● **Work instructions**
Nothing but a number belongs in the answer: the count of lines below that contain the word "lamp".
------ Records provided
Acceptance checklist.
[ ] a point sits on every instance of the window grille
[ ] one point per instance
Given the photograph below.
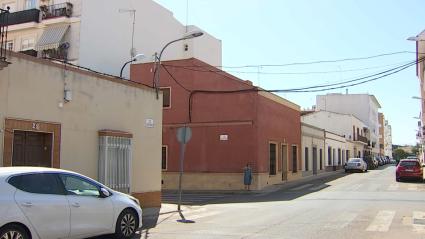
(115, 162)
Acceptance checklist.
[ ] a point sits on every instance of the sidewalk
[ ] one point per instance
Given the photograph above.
(151, 215)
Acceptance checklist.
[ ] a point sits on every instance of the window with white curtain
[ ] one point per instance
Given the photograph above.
(115, 162)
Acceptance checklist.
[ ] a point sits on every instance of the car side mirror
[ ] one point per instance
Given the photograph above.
(104, 193)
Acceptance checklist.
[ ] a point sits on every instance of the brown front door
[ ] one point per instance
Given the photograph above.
(32, 149)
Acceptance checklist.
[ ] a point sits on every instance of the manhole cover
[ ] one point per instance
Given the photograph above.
(419, 221)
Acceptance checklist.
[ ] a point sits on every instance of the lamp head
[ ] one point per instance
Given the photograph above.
(138, 57)
(193, 34)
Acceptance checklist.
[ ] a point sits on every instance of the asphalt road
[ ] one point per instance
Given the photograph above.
(358, 205)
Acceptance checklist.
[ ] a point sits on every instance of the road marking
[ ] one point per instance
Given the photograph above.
(340, 221)
(413, 187)
(355, 187)
(301, 187)
(418, 221)
(319, 187)
(382, 221)
(393, 187)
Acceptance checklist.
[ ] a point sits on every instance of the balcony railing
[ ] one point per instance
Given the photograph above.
(361, 139)
(4, 15)
(31, 15)
(56, 10)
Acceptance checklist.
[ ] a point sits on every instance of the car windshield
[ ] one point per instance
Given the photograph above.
(409, 163)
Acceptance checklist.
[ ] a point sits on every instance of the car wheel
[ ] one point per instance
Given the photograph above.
(14, 232)
(127, 224)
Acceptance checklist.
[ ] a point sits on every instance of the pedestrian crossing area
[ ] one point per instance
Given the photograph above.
(364, 187)
(382, 221)
(191, 198)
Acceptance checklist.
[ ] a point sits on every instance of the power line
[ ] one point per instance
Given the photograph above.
(287, 73)
(310, 62)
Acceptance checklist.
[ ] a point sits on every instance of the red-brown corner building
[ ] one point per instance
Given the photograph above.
(233, 124)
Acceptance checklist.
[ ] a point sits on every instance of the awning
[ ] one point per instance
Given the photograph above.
(51, 38)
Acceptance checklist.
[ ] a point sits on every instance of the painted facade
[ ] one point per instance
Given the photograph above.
(313, 149)
(350, 127)
(73, 109)
(363, 106)
(100, 33)
(233, 124)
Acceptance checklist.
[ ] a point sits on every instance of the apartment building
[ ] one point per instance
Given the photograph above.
(102, 34)
(363, 106)
(56, 115)
(348, 126)
(233, 122)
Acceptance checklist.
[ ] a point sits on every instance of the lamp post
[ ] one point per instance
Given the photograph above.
(132, 60)
(187, 36)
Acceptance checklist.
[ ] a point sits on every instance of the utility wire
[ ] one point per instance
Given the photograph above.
(312, 62)
(196, 69)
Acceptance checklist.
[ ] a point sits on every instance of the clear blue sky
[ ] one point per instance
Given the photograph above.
(259, 32)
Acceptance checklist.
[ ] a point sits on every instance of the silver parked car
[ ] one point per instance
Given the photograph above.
(44, 203)
(355, 164)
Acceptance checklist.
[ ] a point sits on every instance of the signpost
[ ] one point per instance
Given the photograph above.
(183, 136)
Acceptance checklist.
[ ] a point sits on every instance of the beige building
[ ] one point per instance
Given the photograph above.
(56, 115)
(312, 149)
(103, 34)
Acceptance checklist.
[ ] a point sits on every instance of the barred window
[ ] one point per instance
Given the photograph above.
(115, 160)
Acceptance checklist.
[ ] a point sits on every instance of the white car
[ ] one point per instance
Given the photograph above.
(356, 164)
(45, 203)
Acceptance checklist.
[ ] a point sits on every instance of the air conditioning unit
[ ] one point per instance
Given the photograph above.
(68, 9)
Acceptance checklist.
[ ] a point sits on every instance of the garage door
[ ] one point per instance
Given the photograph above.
(32, 149)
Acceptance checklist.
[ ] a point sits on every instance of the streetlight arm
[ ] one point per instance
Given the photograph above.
(122, 68)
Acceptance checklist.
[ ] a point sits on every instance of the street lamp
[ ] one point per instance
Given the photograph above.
(187, 36)
(141, 56)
------------
● **Answer section**
3